# Emerson Dir. of Emer. Mgmt.



## Kilvinsky (Jan 15, 2007)

*Director, Emergency Management*
Emerson College 
in Boston, MA

Apply on Institution's Website

*Type:* Full-Time
*Posted:* 11/24/2021
*Category:* Police and Public Safety; +1

*Job Number: *JR002472

*Target Hire Date*
2022-02-01-08:00
*Join our community and experience Emerson College!*
The Director of Emergency Management oversees all aspects of emergency preparedness and emergency management at Emerson College at all on-campus and off-campus facilities, owned or leased. Works with individuals at all levels of the institution to develop and initiate campus -wide mitigation, preparedness, response, and recovery programs that meet regulatory guidelines, protects the college's assets, prepares the college to deal with unforeseen disruptions to operations, and leads recovery and normalization activities. This position reports directly to the AVP of Campus Services.
*Your Key Responsibilities:*

Responsible for development, maintenance, coordination, and implementation of the Emerson College emergency preparedness mission, strategy, and emergency operations plan (EOP) that is consistent with the national incident management system (NIMS) and the incident command system (ICS).
Chairs the Emerson College emergency preparedness committee, contributes ideas and monitors the planning process. Develops project plans and timelines for accomplishing outstanding tasks.
Works with individual work units to develop local operational and business continuity plans. Identifies inconsistencies and proposes corrective measures. Works to build consensus when departmental response plans diverge.
Makes policy recommendations to Emerson leadership on emergency preparedness programs
Develops and maintains liaisons with municipalities, county departments, and similar entities to facilitate plan development, response effort coordination, and exchange of personnel and equipment
Develops annual operating budget to support emergency preparedness activities and performs cost/benefit analysis for any recommended capital investment in support of the program.
*Your Other Responsibilities:*

During actual incidents or events, acts as the emergency management resource for the Emergency Operations Center (EOC). May act as the EOC manager or fill the role of a section chief if designated by the Incident Commander. Conducts an after action briefing for any EOC activation, and develops and distributes a report of findings including any recommendations for improvement.
Develops, coordinates and leads emergency preparedness readiness training for individuals at all levels of the organization.
________________________________________
Problems >>
**a)** According to the job posting for the Emerson College emergency management director, to whom does the position report?
**b)** Retype the job posting for the Emerson College emergency management director from "During actual incidents" up to and including "of the organization.".
**c)** Write what comes next in the job posting for the Emerson College emergency management director, continuing after its final line.

Saved data entries:
________________________________________
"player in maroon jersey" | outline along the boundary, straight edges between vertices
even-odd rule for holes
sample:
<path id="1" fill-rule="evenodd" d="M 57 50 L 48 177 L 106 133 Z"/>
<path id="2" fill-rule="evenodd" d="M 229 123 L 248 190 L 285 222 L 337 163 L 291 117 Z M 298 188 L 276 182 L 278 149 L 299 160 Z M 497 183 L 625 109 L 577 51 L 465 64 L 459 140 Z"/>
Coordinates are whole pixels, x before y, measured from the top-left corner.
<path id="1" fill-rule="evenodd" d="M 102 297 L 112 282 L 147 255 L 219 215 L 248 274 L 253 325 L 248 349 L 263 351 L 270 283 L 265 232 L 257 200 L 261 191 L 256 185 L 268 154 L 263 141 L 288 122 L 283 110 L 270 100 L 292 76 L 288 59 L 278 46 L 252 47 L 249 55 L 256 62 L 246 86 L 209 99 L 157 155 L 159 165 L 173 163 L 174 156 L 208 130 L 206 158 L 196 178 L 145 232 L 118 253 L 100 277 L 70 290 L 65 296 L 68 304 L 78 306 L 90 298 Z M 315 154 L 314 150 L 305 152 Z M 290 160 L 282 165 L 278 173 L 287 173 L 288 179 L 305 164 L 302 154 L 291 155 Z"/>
________________________________________
Responses in order >>
**a)** The AVP of Campus Services.

**b)**
During actual incidents or events, acts as the emergency management resource for the Emergency Operations Center (EOC). May act as the EOC manager or fill the role of a section chief if designated by the Incident Commander. Conducts an after action briefing for any EOC activation, and develops and distributes a report of findings including any recommendations for improvement.
Develops, coordinates and leads emergency preparedness readiness training for individuals at all levels of the organization.

**c)**
Investigates, researches, and makes recommendations regarding best practices with respect to emergency preparedness. Keeps informed of federal, state and local regulations effecting emergency plans to ensure adherence, and applies industry best practices to the Emerson program
Other duties as assigned
*Your Qualifications:*

Bachelor Degree from an accredited college or university preferably with a major in emergency management, public safety, environmental health and safety, public administration or a related field or equivalent experience.
Five year's emergency preparedness experience in an institutional setting
Experience in implementation of advanced Incident Command System (ICS) concepts as well as National Incident Management System (NIMS).
Demonstrated familiarity with business continuity concepts.
Demonstrated ability to lead individuals and groups in high stress situations.
Strong leadership, interpersonal and consensus building skills along with demonstrated operational problem solving/decision making experience
Strong verbal, written and interpersonal skills to communicate effectively with individuals at all levels of the organization as well as outside consultants and members of local and regional regulatory agencies.
Ability to take initiative, work independently, and follow tasks through to completion.
Strong organizational and time management skills including the ability to meet deadlines and work under pressure.
Presentation preparation and delivery skills, ability to present in group settings.
Ability to develop programs and train for understanding in group and individual settings. Ability to assure understanding and adjust training method to adapt to different audiences.
*You'll be Preferred with:*

Experience in a higher education setting preferred
Certification as an emergency manager is preferred.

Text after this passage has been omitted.